• ATIVIDADES PROPOSTAS:
**A.** Liste os personagens de ficção mencionados pelo nome no texto sobre a novela.
**B.** Retome o texto sobre a novela a partir do ponto em que ele termina, dando sequência à última frase apresentada.
======== TEXTO BASE
Lembro-me
da cena de uma novela da TV Globo, onde a espalhafatosa Viúva Porcina
(interpretada por Regina Duarte), com o beneplácito do amante, o todo poderoso
Sinhozinho Malta (interpretado por Lima Duarte), exigia, em alto e bom som, o
roteiro detalhado do filme que abordaria a saga do suposto mártir e taumaturgo
e seu falso marido Roque Santeiro. O diretor do filme esboçou a defesa de seu
projeto, porém atônito e sob ameaças, viu-se obrigado a submetê-lo, de
imediato, à avaliação e à aprovação prévia de Porcina.
O
referido filme biográfico fez parte de uma ficção televisiva, mas que, sob a
criação do dramaturgo Dias Gomes, revelou características de um Brasil real,
evidenciando o mandonismo local ao velho estilo coronelístico, na fictícia
cidade de Asa Branca. O ano era 1985, que marcou o retorno da democracia no
País; mas dez anos antes, a novela havia sido censurada pela ditadura
militar.
================
======== REGISTROS
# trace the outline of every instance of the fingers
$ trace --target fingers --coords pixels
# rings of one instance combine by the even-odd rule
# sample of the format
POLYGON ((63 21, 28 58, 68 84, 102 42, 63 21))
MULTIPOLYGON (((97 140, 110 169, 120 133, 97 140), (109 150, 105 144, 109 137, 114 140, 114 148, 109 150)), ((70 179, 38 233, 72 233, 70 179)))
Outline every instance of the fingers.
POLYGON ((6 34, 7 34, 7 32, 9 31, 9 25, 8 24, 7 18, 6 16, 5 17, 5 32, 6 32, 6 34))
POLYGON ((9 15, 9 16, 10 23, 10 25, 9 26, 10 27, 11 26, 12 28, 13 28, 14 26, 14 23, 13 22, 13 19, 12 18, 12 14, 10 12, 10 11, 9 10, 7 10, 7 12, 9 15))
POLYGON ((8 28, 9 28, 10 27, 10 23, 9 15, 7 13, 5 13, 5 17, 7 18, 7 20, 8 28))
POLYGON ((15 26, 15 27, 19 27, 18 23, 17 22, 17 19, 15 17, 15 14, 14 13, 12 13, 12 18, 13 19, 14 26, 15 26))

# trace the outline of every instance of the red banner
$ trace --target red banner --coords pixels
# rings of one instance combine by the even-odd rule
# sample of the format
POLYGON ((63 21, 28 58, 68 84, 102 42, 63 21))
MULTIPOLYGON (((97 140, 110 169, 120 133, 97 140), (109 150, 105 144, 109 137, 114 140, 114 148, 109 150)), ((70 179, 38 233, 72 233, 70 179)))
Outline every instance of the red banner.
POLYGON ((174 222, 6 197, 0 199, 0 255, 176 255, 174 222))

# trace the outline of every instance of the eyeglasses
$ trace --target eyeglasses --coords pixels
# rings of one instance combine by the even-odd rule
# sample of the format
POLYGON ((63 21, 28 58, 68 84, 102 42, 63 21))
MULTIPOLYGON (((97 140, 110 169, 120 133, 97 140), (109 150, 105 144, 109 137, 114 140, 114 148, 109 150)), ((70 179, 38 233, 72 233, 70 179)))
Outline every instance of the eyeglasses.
================
• RESPOSTAS:
**A.**
- Viúva Porcina
- Sinhozinho Malta
- Roque Santeiro

**B.**
Entendo
que o restabelecimento da liberdade de expressão, incluindo a produção
literária, musical e dramatúrgica, tão cara para a democracia e tão defendida
por vários artistas nos trabalhos da Constituinte pós-regime militar, não se
coaduna com a prévia autorização, parcial ou total, de livros biográficos por
parte dos biografados ou de seus familiares. É porque não faz sentido e fere um
princípio básico da autonomia autoral.
A
autorização prévia fica implícita quando o biografado contrata seu próprio
biógrafo ou quando há um entendimento ou parceria entre eles, como ocorreu,
neste ano, com a publicação do livro "Casagrande e seus demônios",
assinado por ele e pelo jornalista Gilvan Bezerra.
É fato que
temos pessoas públicas que, ao se tornarem fontes de estudo e literatura, sentiram-se
denegridas com o desfecho de suas biografias, a partir da
investigação de suas trajetórias e das informações publicadas. Nesse sentido,
cabem as ações judiciais previstas na Constituição brasileira. Foi, exatamente, a Carta Magna de 1988, a
despeito dos questionamentos em torno do Código Civil (aprovado em 2001), que
garantiu aos brasileiros, em seu artigo 220, a conquista da “manifestação do
pensamento”, “criação”, “expressão” e “informação”, livre de “qualquer censura de
natureza política, ideológica e artística”.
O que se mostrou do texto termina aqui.